Dropping every picture, set down exactly the lines in the entries below, starting with the line with "Target: bird's reflection in water" and going on through the line with "Where can you see the butterfly?".
---------- GIVEN INFORMATION ----------
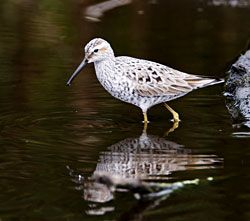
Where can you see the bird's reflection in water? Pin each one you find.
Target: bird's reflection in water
(147, 157)
(150, 157)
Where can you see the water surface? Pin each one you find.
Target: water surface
(46, 127)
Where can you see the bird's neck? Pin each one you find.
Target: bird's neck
(105, 68)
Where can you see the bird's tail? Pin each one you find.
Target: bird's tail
(200, 81)
(214, 81)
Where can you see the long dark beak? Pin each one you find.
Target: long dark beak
(77, 71)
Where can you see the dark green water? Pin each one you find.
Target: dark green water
(46, 126)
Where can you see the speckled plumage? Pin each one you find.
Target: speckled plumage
(139, 82)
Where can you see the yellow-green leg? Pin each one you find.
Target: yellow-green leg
(145, 121)
(175, 114)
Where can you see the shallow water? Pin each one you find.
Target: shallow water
(46, 127)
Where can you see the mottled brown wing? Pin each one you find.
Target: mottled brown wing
(153, 79)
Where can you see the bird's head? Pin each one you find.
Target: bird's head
(96, 50)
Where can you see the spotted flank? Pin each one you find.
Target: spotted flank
(140, 82)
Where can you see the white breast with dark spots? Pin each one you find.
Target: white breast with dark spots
(113, 80)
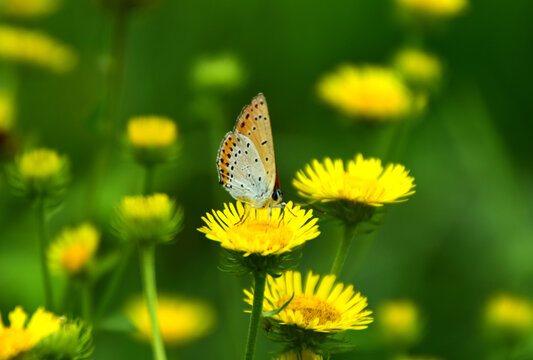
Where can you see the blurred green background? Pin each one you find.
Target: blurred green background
(466, 233)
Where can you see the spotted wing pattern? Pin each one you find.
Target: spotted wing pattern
(254, 122)
(241, 171)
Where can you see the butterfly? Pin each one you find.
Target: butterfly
(245, 161)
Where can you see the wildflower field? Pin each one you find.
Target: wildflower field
(266, 180)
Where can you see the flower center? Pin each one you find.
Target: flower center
(311, 308)
(271, 235)
(361, 189)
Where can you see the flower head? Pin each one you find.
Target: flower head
(305, 355)
(419, 68)
(367, 92)
(28, 8)
(151, 131)
(363, 183)
(39, 173)
(508, 315)
(40, 164)
(73, 341)
(148, 219)
(73, 249)
(256, 231)
(327, 307)
(181, 320)
(21, 335)
(223, 71)
(399, 321)
(434, 8)
(152, 139)
(36, 48)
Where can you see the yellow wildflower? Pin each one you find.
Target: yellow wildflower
----------
WRITTEN SOLUTION:
Target: bird's reflection in water
(147, 157)
(150, 157)
Where can you see the water surface? Pin each one you find.
Target: water surface
(46, 127)
Where can you see the bird's neck? Pin each one you find.
Target: bird's neck
(105, 68)
Where can you see the bird's tail? Pin each one you find.
Target: bird's tail
(200, 81)
(214, 81)
Where can you see the long dark beak? Pin each one you find.
Target: long dark beak
(77, 71)
Where can you see the dark green water? Pin each one you find.
Target: dark green water
(46, 126)
Where can you see the speckled plumage? Pin each one you find.
Target: speckled plumage
(139, 82)
Where can you see the yellow-green leg? Pin each one you find.
Target: yellow-green leg
(145, 121)
(175, 114)
Where can you see the shallow water? Pin each one you find.
Target: shallow water
(46, 127)
Where can you see the mottled brown wing? Pin each one you find.
Target: mottled brown wing
(153, 79)
Where can you see the bird's head? Pin each one you find.
Target: bird's head
(96, 50)
Where can you see the spotted flank? Pin each one you find.
Target: spotted flank
(140, 82)
Where can you see the white breast with dark spots? Pin each one you find.
Target: white breast with dark spots
(113, 80)
Where can you see the blurred green background? Pin each one you find.
Target: blurred green background
(466, 233)
Where can you see the spotted wing pattern? Pin each one you find.
Target: spotted wing pattern
(254, 122)
(241, 171)
Where can you see the butterfly? Pin each one you find.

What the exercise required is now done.